→ INFORMATION:
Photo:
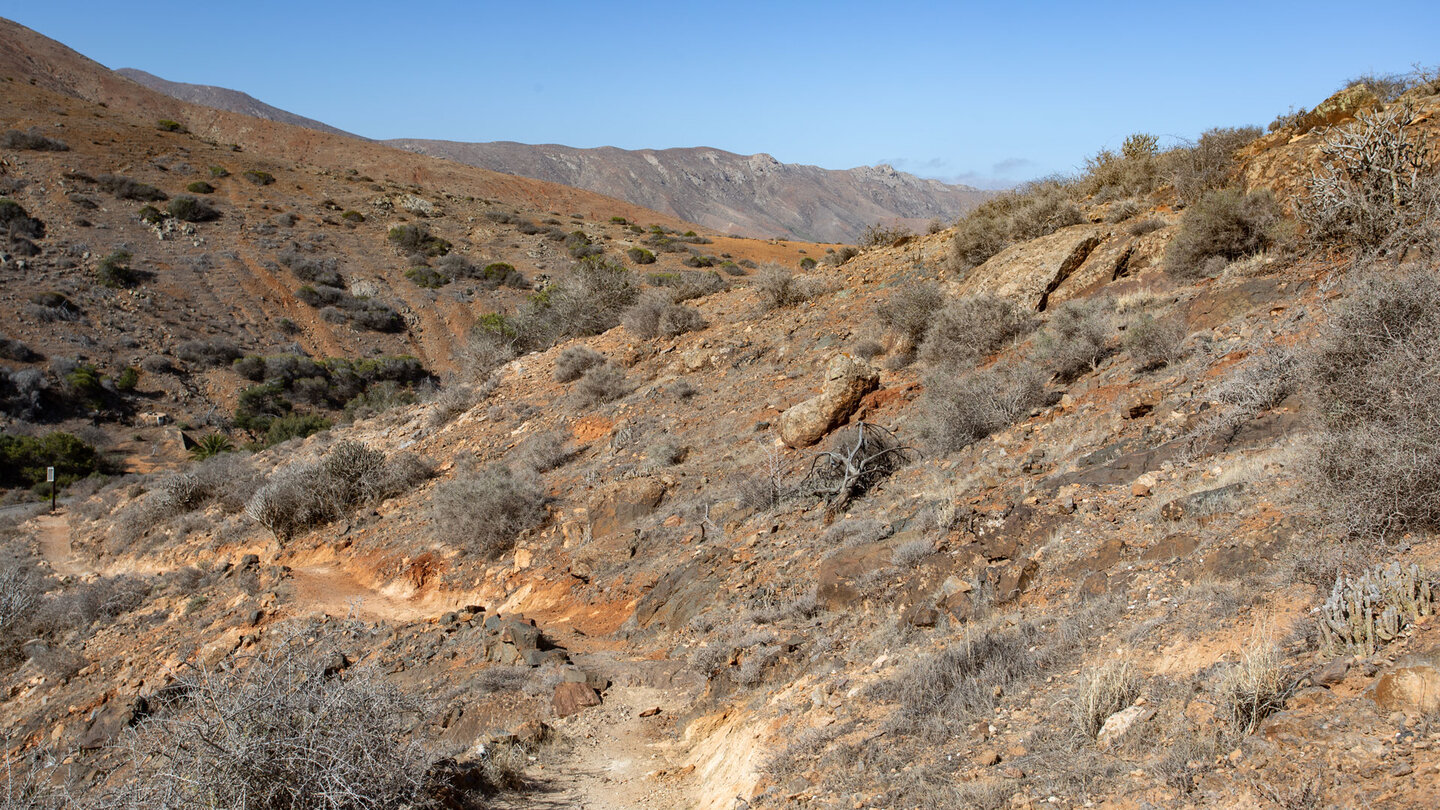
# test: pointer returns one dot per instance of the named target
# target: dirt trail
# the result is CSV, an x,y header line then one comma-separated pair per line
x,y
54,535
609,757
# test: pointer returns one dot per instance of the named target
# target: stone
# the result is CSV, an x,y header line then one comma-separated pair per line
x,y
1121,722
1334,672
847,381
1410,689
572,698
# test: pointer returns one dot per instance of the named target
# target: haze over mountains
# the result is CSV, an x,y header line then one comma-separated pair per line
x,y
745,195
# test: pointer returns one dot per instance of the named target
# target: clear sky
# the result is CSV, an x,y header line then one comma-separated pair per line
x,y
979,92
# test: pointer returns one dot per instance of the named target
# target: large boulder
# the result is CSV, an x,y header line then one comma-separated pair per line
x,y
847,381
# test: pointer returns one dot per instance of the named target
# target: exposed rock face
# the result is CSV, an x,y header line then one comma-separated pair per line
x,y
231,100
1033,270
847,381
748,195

* * *

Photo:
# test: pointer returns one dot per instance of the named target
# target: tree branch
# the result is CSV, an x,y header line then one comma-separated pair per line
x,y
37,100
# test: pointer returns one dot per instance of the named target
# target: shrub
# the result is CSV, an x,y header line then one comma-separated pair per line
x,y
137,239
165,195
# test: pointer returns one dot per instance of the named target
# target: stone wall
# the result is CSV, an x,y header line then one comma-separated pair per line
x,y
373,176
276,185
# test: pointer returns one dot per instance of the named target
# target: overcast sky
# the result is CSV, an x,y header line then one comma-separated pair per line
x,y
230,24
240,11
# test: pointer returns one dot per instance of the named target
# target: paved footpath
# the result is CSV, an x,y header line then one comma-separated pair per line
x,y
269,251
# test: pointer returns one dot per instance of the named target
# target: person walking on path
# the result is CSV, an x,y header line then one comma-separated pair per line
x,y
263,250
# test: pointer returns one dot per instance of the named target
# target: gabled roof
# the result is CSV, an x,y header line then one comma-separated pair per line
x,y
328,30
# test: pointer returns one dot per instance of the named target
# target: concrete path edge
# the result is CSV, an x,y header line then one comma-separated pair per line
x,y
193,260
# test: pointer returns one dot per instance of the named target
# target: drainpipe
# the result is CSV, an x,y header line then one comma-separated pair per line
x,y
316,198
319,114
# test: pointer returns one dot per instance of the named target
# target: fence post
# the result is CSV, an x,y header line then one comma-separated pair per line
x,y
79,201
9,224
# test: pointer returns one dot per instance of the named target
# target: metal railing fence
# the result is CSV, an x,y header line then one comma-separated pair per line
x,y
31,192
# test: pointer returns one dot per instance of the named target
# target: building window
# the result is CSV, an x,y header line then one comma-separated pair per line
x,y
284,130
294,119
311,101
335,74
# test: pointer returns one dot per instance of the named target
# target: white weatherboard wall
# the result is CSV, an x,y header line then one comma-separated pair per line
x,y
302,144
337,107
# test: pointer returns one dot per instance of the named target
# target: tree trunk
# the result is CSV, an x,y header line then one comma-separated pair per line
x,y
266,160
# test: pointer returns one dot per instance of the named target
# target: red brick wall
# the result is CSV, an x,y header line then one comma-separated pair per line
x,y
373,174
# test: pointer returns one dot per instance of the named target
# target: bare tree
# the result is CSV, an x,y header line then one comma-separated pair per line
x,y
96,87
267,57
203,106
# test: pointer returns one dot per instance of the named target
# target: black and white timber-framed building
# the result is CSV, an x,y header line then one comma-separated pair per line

→ TASK DESCRIPTION: The expected answer is every line above in which the word "fence" appears.

→ SOLVED PROBLEM:
# target: fence post
# target: metal railing fence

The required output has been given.